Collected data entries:
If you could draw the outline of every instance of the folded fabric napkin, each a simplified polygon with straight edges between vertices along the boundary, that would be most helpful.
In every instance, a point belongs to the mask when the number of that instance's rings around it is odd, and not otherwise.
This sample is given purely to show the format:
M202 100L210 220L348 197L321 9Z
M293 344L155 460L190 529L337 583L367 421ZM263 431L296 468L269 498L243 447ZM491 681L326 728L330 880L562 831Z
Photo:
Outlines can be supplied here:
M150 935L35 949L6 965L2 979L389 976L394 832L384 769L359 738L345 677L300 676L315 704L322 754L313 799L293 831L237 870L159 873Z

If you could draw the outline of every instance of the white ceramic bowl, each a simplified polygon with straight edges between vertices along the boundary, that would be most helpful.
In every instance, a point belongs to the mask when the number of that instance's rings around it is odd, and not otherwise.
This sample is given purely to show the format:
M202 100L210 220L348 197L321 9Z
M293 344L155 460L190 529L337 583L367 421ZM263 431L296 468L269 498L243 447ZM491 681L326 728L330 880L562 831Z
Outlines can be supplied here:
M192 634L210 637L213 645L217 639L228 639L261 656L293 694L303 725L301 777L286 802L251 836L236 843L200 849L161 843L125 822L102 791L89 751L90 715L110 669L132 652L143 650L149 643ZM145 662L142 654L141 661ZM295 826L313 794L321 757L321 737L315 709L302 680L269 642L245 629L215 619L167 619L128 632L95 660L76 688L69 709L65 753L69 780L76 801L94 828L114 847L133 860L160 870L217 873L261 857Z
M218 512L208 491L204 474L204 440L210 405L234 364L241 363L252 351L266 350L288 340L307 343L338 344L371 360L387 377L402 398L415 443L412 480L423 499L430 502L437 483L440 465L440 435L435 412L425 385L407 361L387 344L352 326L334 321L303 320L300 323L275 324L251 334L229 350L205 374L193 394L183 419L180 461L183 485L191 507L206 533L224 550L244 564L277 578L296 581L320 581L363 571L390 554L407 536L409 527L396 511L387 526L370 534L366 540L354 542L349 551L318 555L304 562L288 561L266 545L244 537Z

* **The request**
Retype every line of the items above so each one matches the original character for character.

* **Output for this task**
If you could draw the outline of every instance of the folded fabric napkin, each a simplified polygon with straight edges between vertices along the boundary, that would be most helpful.
In every instance, a point belongs to the mask when the number of that instance's rings around it is odd, and not otherwise.
This sample is given purely to show the format:
M202 100L210 220L348 197L321 9Z
M293 344L155 460L190 529L337 583L367 421ZM263 431L296 468L269 498L243 447ZM491 681L326 728L330 880L562 831Z
Photo:
Outlines can be supplied here:
M150 935L35 949L6 965L2 979L389 976L394 832L384 769L359 738L345 677L300 676L315 704L322 754L313 799L293 831L237 870L159 873Z

If you could draw the outline of every instance of the white ceramic bowl, each a simplified polygon with straight edges between vertices along the boundary, that would be most helpful.
In every instance, a point belongs to the mask when the number of that instance's rings around it is odd, and not otherwise.
This sample is given purely to show the format:
M202 100L210 220L348 197L321 9Z
M293 344L155 460L190 529L337 583L367 421ZM263 431L296 468L269 498L243 447ZM491 681L326 728L330 880L562 831Z
Outlines can be supplied here:
M192 634L210 637L213 645L217 639L228 639L261 656L293 694L303 725L301 777L286 802L251 836L236 843L200 849L161 843L125 822L102 791L89 751L90 715L110 669L132 652L143 650L149 643ZM145 662L142 654L141 661ZM295 826L313 794L321 757L321 737L315 709L302 680L269 642L245 629L215 619L167 619L128 632L95 660L76 688L69 709L65 753L69 780L76 801L94 828L114 847L133 860L160 870L217 873L261 857Z
M218 512L208 491L204 474L204 440L210 405L234 364L241 363L252 351L266 350L288 340L307 343L338 344L371 360L387 377L402 398L415 443L412 480L423 499L430 502L437 483L440 465L440 435L435 412L425 385L407 361L387 344L352 326L334 321L303 320L300 323L275 324L251 334L229 350L205 374L193 394L183 419L180 461L183 485L191 507L206 533L224 550L244 564L277 578L296 581L320 581L363 571L390 554L407 536L409 527L396 511L387 526L370 534L366 540L354 542L349 551L318 555L304 562L288 561L266 545L244 537Z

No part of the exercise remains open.